---------- Dataset entries

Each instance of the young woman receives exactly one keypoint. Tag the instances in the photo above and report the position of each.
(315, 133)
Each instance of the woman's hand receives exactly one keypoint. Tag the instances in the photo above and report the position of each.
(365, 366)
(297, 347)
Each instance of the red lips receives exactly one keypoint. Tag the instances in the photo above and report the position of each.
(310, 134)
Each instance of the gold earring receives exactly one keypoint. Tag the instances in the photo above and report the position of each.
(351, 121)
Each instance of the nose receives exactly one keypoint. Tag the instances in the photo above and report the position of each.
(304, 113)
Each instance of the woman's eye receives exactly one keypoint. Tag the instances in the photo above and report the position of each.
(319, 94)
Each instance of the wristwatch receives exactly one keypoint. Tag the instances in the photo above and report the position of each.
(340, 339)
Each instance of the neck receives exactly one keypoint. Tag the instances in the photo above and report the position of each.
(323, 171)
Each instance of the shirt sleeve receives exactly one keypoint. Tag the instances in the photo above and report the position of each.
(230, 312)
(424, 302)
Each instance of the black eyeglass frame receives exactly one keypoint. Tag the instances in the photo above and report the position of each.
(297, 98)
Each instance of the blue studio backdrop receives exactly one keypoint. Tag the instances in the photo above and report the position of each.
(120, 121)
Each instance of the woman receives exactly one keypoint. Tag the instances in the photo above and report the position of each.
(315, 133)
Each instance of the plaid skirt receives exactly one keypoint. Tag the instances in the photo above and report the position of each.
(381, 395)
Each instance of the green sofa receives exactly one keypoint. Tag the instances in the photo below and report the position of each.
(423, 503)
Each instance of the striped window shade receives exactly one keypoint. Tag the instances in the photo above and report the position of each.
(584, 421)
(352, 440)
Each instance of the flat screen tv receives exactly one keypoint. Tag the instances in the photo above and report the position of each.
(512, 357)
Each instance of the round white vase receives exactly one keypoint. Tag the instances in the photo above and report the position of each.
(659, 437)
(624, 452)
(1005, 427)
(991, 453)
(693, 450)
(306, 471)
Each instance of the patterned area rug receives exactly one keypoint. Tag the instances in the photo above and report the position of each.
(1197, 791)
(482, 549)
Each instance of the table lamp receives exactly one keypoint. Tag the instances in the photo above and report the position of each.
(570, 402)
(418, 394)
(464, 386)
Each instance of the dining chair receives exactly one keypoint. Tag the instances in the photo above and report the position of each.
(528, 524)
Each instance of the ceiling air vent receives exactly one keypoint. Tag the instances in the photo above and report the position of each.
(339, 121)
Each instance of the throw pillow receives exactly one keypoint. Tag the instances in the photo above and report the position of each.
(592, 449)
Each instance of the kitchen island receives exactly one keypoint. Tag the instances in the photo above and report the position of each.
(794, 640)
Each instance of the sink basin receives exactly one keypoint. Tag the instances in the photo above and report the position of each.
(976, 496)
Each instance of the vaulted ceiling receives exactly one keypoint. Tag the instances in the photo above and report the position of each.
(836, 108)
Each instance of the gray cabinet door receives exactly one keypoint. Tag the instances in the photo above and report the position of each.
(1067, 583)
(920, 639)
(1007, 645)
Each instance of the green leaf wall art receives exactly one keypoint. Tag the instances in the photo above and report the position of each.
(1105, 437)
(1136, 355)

--------------------

[To be done]: Output the records above in their entirety, exactly.

[Written response]:
Each instance of the young woman receives exactly one keypoint. Tag the instances in the photo above and report the position of each.
(315, 133)
Each instance of the woman's hand receives exactly one keypoint. Tag the instances in the photo above and report the position of each.
(365, 366)
(297, 347)
Each instance of the red lips receives exactly one keypoint. Tag the instances in the photo above and report the position of each.
(310, 134)
Each instance of the gold earring receives exactly one keypoint. Tag the instances in the photo above and report the position of each.
(351, 121)
Each instance of the nose receives exactly one keypoint. Tag the instances in the photo above and report the position of each.
(304, 113)
Each instance of the woman's eye receives exactly one keypoint. Tag the instances in the photo above and report the position of each.
(319, 94)
Each instance of the wristwatch receives exactly one keypoint. Tag the instances in the photo above and report the position of each.
(340, 339)
Each instance of the neck receives exactly one keypoint. Tag the instances in the photo above and report the position of each.
(323, 171)
Each instance of the shirt sleeve receives exactly one keypoint. Tag the instances in the photo above and report the position of each.
(230, 312)
(424, 302)
Each instance of the black eyeglass frame receives exactly one keypoint. Tag the instances in the photo above and report the position of each.
(297, 98)
Each instance of the blue studio backdrop receives exactly one keypoint. Tag the instances in the photo above and report the position of each.
(120, 121)
Each instance of the woman receives exactly one keypoint. Tag the instances in the photo above and report the position of each.
(315, 133)
Each instance of the plaid skirt receives exactly one keypoint. Tag the instances in the photo above and report the position of each.
(381, 395)
Each instance of the green sofa receives exactly one keypoint. Tag the instances in the photo below and report the position of each.
(423, 503)
Each instance of the striped window shade receives exactly one keypoint. Tag the instances in the photo above and report the position of each.
(584, 421)
(352, 440)
Each instance of the flat screen tv receives exactly one keypoint. Tag the instances in the photo above and report the position of each.
(512, 357)
Each instance of the round white vase receives exactly one keypoint. Tag the instances in the photo above and report the position of each.
(659, 437)
(624, 452)
(1005, 427)
(991, 453)
(693, 450)
(306, 471)
Each instance of the patterned area rug receives exactly one keypoint. Tag the instances in the photo above and report the position of each.
(1197, 791)
(482, 549)
Each instance of the table lamp receives exactly one keypoint. Tag the instances in the photo above and report the position of each.
(570, 402)
(418, 394)
(464, 386)
Each instance of the dining chair receives exactly one keypoint. Tag the instances in the photo above and report the position of each.
(528, 524)
Each instance of the ceiling air vent receives exactly one keypoint. Tag the instances in the photo above and report the position of each.
(339, 121)
Each instance of the throw pillow receives exactly one keypoint. Tag the instances in the photo above and report the position of each.
(592, 449)
Each instance of the kitchen island receives exactly one keypoint. Tag the instances in the photo above and report the position of each.
(794, 640)
Each instance of the sink basin receives exactly one keypoint. Tag the instances in the photo above and report the position of each.
(976, 496)
Each instance of the vaulted ceiling receives exactly one keypoint. Tag the instances in the photo above and report the position of each.
(836, 108)
Each instance of the gray cabinet door receives exactly one keypoint. Tag the instances in the photo above and report the position of each.
(1067, 583)
(920, 639)
(1007, 645)
Each instance of the green leaf wall art receives exactly one keypoint. Tag the instances in the photo above and report the position of each.
(1105, 437)
(1136, 355)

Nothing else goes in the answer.